Selected passage: Begin

Saturday, May 13, 2017

Defining Race: Raoul Peck's I Am Not Your Negro

author James Baldwin

"Trumpcare was never about the well-being of Americans," actor Jeffrey Wright recently remarked as President Donald Trump continued to dismantle the former president's Patient Protection and Affordable Care Act. "It was about trying in vain to erase Barack Obama from the history books." Given the erratic nature of Trump's actual policies, where everything is put in direct opposition to Obama's legacy, Wright's claim isn't rhetorical. What he does is open a door into what the early days of the Trump era are all about: inducing social amnesia. The one consistency that both elected Trump and has sustained him so far has been the continuous fermenting rage over having had eight years of America's first black president. Even the term – Obamacare – when it springs forth from the lips of many Republicans, sounds like they're describing some kind of plague or pestilence that has swept the land and needs to be gotten rid of, denying both the intent of the Act (despite its deficiencies) and the political integrity of the man who put it forth. Obamacare never was allowed to be a piece of legislation, which is why the Republican alternative isn't even a sufficient improvement, or close to being a reasoned response to it. During the tenure of his presidency, I think Barack Obama knew that he was a lightning rod for both the unrealistic expectations of his followers and the irrational hatred of his adversaries. He also understood that any daring move on his part to fulfill those two terms in office would have likely led to a cataclysmic outcome given the nation's unresolved racial history and its string of assassinations. So he worked carefully (and with precision) to be both a visible and an invisible presence. Out of office, Obama is still a projection of America's torn psyche, an ineradicable reflection, one part of the nation wishing to bury the whip of slavery while the other refuses to confront and transcend this unsavory legacy.

Selected passage: End
Records shown: Begin

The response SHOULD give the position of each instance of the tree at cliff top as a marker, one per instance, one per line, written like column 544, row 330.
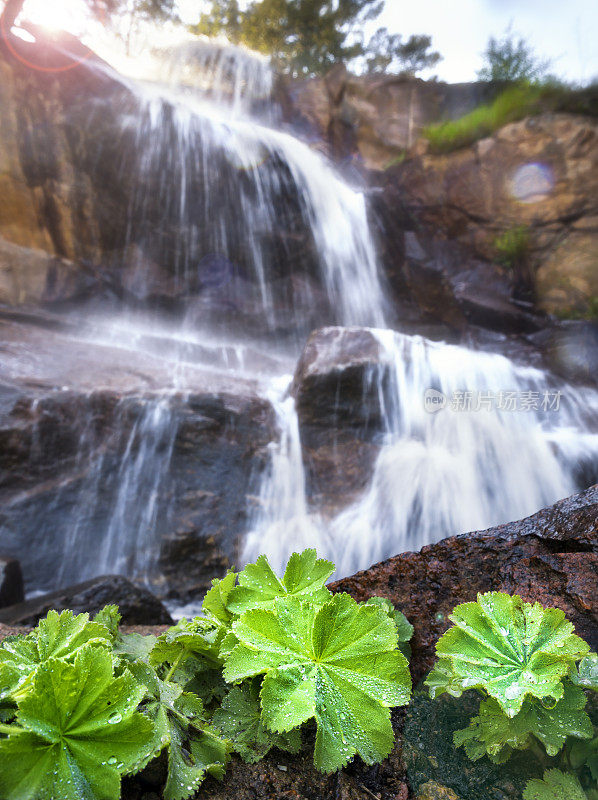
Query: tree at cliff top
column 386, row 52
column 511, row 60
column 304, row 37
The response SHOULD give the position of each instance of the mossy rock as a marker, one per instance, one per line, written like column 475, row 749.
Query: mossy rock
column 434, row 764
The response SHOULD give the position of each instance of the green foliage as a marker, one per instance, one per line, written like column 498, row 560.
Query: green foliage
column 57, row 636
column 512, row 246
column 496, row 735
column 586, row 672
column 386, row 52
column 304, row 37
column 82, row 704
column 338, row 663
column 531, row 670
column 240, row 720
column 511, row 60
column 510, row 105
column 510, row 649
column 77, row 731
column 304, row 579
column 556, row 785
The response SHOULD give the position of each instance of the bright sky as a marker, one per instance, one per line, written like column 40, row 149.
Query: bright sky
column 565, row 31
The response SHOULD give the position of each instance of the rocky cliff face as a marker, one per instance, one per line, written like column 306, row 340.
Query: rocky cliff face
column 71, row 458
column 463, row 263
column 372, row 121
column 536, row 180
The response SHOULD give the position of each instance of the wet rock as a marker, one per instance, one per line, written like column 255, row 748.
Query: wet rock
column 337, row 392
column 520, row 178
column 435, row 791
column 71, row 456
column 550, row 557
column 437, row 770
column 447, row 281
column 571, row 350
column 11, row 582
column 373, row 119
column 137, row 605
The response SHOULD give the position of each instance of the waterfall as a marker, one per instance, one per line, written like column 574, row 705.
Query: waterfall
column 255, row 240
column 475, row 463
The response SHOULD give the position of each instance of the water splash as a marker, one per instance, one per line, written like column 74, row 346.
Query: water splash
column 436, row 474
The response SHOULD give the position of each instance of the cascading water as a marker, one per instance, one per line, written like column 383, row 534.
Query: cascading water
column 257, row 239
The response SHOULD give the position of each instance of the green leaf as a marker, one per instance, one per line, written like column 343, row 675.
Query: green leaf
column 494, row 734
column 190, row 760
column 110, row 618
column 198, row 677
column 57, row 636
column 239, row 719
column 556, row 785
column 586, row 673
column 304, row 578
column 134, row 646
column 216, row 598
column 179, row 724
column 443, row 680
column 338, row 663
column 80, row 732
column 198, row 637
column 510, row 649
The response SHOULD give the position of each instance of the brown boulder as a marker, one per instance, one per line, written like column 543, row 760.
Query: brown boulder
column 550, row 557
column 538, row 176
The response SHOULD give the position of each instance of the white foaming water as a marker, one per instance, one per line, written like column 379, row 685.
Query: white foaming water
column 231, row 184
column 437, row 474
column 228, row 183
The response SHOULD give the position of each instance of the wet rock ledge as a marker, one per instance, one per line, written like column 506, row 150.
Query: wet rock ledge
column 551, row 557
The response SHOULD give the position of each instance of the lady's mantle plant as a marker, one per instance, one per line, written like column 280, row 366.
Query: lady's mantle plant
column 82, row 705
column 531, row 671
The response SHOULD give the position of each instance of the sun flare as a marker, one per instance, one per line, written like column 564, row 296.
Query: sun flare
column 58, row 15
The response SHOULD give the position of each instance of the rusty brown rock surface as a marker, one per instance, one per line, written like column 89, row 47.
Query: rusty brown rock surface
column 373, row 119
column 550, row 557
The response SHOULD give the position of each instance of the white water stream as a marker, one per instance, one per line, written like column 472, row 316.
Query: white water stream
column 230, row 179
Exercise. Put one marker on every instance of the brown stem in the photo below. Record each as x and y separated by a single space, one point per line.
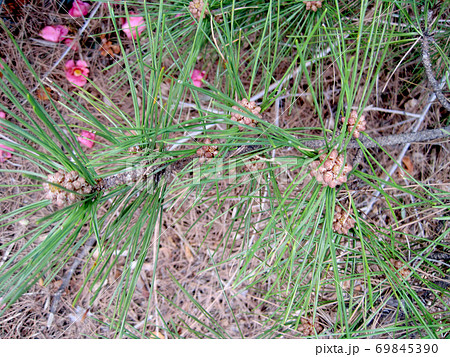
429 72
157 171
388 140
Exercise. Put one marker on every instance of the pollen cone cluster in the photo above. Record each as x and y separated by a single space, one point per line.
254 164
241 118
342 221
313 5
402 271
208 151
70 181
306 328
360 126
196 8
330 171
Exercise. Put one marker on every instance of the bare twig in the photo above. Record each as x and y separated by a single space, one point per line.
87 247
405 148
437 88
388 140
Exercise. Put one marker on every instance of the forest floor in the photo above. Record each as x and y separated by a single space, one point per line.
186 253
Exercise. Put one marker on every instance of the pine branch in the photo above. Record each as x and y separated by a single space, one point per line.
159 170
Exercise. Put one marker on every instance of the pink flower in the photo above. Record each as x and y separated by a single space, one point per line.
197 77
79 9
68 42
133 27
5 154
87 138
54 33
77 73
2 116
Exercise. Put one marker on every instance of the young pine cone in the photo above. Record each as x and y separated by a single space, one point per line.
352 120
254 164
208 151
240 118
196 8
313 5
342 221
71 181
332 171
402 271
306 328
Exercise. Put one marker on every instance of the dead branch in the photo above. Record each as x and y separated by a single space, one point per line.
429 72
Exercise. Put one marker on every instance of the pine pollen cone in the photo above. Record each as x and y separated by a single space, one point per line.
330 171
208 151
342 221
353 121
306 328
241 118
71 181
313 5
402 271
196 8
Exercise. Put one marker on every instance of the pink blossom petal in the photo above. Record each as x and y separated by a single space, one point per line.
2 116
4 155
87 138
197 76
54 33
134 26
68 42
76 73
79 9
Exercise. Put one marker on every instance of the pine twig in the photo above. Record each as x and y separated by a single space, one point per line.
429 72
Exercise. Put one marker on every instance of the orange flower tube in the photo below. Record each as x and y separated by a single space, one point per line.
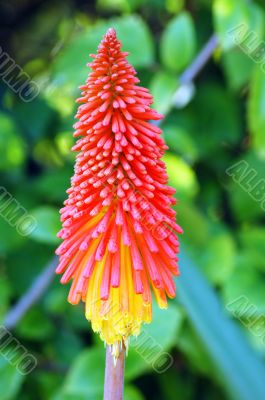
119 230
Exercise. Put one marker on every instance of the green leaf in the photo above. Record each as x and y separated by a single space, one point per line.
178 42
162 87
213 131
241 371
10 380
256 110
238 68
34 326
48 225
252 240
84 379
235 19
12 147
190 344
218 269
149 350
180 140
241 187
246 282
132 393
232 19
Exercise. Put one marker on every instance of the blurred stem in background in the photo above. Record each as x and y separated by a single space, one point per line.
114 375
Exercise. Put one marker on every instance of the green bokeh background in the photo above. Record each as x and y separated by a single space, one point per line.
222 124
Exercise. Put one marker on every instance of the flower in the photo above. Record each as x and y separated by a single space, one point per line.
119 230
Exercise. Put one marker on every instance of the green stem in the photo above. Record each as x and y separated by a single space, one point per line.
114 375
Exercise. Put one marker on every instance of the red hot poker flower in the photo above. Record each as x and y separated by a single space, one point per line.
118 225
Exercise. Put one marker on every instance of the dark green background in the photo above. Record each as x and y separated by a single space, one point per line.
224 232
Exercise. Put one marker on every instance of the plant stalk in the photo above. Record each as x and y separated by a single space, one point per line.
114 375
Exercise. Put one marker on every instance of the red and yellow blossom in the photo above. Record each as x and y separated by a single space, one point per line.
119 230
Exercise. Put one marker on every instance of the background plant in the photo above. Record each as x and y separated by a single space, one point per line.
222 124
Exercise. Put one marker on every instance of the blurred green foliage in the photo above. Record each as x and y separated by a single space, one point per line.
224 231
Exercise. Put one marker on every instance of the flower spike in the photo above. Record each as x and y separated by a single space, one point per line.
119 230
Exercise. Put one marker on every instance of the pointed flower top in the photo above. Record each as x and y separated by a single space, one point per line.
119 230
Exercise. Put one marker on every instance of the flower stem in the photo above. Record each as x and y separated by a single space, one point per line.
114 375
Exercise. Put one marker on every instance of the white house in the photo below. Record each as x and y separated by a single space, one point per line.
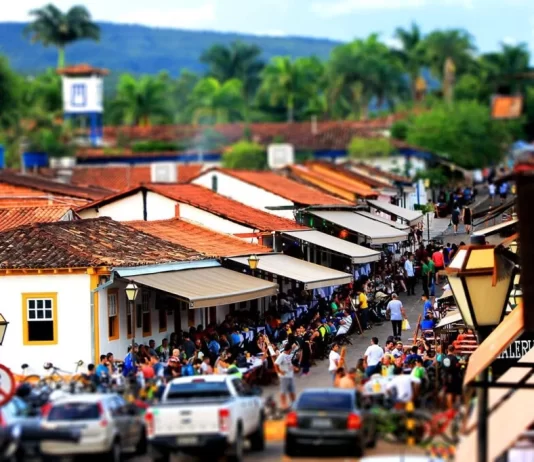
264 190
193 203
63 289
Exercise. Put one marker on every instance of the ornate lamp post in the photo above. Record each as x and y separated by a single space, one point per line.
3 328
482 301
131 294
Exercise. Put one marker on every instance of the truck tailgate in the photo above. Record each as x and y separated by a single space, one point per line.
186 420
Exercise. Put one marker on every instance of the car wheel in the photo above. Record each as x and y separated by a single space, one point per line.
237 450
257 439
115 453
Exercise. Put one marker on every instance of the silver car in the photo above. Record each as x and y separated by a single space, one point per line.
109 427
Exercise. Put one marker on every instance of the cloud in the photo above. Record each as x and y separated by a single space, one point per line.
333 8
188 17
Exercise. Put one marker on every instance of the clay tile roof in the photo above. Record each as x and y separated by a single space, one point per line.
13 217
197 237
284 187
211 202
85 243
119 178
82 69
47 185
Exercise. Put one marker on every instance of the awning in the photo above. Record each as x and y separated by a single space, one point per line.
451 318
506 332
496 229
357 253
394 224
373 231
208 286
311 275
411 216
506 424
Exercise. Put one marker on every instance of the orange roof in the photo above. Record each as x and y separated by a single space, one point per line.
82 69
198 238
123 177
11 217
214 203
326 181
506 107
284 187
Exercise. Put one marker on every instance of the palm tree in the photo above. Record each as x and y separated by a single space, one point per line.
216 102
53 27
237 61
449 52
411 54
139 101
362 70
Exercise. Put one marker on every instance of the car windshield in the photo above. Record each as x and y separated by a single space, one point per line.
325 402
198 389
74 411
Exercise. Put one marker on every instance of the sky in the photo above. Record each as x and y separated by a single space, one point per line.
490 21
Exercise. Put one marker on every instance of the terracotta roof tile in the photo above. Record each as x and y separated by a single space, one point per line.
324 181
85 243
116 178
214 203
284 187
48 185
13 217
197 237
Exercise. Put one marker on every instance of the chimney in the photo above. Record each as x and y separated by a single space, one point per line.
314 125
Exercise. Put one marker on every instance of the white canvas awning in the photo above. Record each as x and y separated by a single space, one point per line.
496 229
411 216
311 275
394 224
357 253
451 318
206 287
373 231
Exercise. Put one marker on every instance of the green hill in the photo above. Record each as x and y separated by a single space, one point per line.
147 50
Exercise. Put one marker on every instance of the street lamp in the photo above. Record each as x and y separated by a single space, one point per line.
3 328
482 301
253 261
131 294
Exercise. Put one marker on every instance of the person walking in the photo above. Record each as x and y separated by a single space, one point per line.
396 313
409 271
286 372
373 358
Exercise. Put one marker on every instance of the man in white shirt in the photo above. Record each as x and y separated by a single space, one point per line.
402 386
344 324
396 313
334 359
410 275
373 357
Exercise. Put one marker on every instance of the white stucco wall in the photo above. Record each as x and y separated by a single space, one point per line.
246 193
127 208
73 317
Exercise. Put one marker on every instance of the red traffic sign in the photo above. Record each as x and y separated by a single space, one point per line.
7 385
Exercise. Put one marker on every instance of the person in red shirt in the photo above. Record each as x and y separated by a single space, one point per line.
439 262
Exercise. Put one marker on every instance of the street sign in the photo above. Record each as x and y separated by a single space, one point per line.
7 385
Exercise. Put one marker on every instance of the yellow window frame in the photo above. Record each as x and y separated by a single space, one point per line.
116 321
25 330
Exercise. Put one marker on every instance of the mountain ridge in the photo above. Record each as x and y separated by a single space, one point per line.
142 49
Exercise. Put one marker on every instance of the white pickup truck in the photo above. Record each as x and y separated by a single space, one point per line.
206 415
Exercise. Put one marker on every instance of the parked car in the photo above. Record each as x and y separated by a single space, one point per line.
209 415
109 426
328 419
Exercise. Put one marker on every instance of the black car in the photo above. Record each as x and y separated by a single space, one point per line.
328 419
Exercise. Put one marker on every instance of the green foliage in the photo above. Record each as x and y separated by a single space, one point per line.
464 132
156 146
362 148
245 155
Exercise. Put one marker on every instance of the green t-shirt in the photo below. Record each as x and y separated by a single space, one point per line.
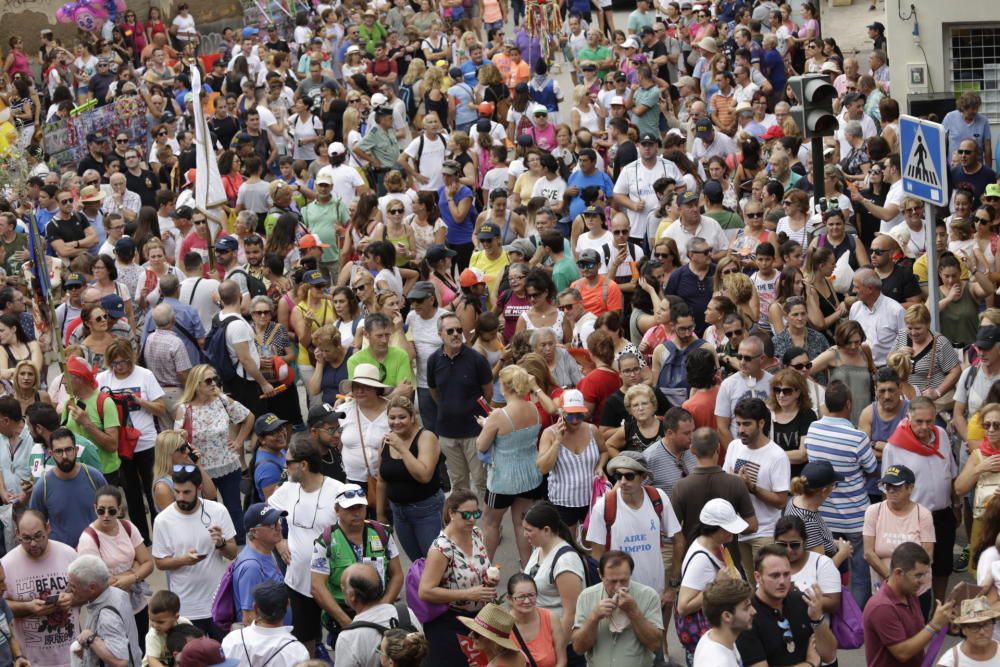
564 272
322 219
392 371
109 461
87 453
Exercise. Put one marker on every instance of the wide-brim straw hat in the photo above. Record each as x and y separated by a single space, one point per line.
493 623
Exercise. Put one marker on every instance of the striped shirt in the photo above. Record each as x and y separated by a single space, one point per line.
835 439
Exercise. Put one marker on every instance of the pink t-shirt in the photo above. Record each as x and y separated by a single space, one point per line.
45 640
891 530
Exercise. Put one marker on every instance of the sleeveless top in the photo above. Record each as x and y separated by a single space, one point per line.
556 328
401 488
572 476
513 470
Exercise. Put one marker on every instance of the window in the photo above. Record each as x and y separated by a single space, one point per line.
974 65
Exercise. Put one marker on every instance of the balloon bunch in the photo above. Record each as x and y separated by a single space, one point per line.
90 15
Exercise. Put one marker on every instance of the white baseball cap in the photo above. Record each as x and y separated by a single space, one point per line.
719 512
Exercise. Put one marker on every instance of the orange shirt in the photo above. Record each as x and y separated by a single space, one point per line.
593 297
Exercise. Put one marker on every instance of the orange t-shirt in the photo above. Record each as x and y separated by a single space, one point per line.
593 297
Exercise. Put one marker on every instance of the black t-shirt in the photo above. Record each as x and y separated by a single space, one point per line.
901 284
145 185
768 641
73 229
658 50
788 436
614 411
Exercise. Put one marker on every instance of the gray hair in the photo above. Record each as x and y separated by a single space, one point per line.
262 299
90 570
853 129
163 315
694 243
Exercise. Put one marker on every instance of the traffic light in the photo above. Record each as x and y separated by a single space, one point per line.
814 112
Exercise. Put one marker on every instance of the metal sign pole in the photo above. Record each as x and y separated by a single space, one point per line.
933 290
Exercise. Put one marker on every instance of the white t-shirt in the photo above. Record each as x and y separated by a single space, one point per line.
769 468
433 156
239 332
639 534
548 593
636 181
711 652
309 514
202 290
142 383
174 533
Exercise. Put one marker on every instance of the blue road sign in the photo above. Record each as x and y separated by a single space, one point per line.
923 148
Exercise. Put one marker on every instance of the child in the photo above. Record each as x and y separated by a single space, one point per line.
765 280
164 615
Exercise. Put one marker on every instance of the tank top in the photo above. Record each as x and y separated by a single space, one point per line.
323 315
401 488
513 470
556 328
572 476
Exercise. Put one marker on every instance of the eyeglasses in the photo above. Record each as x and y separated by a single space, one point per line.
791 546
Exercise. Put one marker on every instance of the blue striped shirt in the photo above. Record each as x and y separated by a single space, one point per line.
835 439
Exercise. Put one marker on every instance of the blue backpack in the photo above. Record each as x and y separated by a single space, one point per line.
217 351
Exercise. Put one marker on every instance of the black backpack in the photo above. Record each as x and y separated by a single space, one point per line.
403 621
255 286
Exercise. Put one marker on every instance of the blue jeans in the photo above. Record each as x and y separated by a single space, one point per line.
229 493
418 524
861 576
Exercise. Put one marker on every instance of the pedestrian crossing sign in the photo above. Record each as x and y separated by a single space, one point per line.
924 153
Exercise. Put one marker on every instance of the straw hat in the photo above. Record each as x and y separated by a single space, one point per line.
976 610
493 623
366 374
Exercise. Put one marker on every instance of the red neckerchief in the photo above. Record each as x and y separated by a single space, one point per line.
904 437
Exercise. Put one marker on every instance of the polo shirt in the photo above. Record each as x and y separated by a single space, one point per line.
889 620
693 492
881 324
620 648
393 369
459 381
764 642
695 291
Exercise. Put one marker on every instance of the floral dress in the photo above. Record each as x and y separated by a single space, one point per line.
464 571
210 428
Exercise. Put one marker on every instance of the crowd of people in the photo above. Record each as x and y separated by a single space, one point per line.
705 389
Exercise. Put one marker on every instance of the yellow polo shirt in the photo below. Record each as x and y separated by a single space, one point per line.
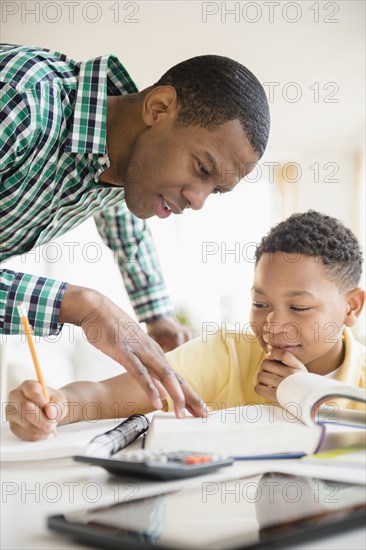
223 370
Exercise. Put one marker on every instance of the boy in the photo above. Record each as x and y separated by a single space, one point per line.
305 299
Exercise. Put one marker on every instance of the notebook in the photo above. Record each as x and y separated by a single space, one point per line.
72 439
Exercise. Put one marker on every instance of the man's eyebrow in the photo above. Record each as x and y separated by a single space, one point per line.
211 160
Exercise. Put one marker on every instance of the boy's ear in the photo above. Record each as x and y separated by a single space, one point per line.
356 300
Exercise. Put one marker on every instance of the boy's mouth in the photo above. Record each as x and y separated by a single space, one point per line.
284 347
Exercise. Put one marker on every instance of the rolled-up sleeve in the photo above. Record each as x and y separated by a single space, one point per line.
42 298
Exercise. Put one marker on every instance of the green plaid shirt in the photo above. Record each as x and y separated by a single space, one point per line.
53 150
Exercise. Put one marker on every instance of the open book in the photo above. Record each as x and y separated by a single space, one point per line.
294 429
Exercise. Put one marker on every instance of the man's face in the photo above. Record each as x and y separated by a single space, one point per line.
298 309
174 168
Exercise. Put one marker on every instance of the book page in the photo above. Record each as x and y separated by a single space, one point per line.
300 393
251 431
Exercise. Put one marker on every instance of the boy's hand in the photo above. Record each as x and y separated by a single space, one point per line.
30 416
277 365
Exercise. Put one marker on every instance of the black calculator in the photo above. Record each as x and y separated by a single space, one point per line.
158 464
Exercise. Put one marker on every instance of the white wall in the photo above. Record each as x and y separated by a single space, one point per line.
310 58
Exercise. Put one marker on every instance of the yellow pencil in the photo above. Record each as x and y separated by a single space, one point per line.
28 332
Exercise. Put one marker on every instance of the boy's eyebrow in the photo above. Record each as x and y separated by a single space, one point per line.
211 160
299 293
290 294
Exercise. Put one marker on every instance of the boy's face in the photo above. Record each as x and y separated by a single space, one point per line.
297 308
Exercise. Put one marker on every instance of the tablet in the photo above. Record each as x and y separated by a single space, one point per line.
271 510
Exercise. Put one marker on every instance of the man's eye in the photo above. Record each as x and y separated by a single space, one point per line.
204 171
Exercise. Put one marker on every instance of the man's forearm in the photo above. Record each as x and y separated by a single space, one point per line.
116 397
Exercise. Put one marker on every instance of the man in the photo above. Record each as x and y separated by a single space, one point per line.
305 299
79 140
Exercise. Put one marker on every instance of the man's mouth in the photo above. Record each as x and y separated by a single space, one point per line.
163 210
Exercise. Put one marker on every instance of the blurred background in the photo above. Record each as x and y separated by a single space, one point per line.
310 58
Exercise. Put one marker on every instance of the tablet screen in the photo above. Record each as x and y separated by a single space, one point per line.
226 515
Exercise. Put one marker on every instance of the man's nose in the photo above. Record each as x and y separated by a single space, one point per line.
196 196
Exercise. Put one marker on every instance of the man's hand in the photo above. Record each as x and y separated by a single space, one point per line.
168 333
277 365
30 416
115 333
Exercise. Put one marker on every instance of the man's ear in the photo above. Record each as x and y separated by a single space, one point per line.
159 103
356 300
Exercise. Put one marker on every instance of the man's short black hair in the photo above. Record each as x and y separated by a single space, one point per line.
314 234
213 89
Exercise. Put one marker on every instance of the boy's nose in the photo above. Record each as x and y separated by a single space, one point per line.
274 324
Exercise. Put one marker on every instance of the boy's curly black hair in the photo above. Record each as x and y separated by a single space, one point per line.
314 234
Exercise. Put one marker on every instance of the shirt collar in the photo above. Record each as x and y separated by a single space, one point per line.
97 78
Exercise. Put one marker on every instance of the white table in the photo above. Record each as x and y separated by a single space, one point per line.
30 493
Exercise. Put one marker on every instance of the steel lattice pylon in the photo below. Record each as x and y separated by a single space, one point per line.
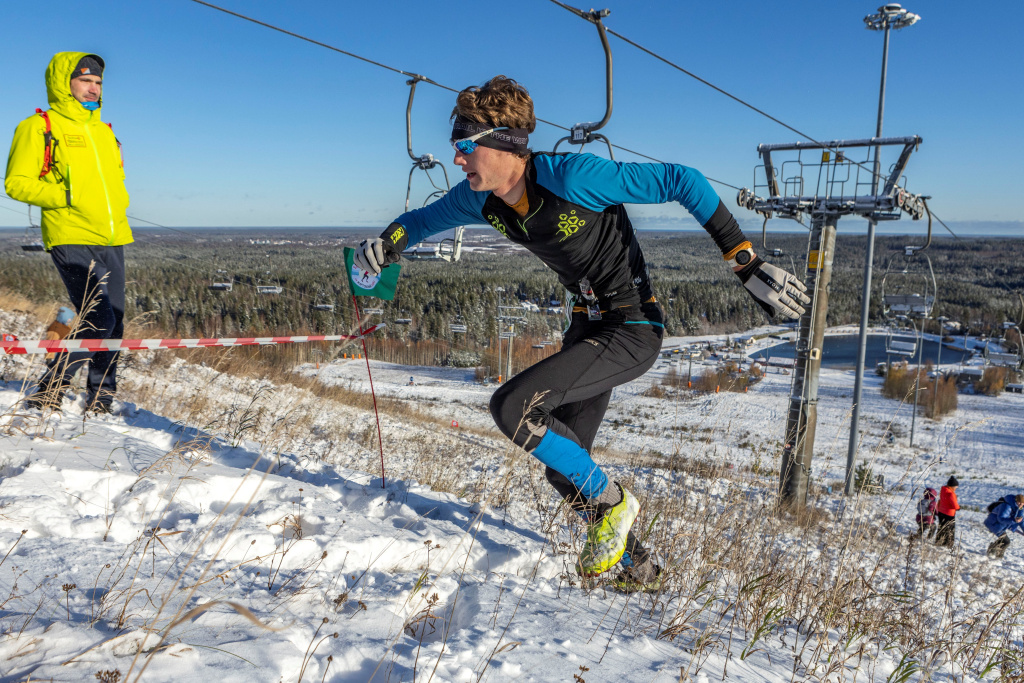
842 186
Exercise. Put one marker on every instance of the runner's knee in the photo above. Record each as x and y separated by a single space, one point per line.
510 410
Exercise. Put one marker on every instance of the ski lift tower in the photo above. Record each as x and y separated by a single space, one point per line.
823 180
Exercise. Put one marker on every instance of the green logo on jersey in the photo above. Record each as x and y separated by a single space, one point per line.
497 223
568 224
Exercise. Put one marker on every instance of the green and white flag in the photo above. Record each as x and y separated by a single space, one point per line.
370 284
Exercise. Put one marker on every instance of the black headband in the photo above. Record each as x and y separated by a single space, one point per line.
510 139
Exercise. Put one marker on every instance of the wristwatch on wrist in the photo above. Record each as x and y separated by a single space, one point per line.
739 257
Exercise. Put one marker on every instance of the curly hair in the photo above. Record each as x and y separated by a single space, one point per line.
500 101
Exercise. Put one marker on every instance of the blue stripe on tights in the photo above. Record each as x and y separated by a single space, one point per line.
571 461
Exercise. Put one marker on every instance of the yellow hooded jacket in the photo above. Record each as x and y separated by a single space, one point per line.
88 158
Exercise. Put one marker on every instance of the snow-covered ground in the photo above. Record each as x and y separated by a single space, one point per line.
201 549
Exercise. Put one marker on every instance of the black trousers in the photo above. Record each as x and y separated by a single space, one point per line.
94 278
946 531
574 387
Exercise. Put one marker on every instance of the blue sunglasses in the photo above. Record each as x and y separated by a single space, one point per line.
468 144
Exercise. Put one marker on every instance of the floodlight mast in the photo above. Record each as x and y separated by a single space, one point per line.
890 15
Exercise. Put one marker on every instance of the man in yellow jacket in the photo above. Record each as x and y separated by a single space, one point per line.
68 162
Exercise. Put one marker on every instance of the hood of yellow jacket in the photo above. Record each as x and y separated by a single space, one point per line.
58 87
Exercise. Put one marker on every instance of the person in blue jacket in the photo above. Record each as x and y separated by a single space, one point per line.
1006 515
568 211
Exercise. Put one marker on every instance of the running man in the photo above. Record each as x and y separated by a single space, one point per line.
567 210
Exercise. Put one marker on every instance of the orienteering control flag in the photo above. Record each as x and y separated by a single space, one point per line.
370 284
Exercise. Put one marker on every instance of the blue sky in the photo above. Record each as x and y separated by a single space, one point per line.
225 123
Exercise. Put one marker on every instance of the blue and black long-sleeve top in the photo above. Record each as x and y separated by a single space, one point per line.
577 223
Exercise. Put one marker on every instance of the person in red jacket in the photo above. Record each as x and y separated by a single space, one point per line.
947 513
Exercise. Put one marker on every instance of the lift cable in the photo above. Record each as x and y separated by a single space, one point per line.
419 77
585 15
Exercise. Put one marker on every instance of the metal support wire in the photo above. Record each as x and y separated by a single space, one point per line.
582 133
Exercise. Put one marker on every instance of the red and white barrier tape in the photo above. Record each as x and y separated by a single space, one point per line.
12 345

Records shown: End

• Work item
Name every person mentioned in the post on Raoul Peck's I Am Not Your Negro. Ignore the entries; they have nothing to do with this.

• Answer space
Raoul Peck, James Baldwin, Jeffrey Wright, Donald Trump, Barack Obama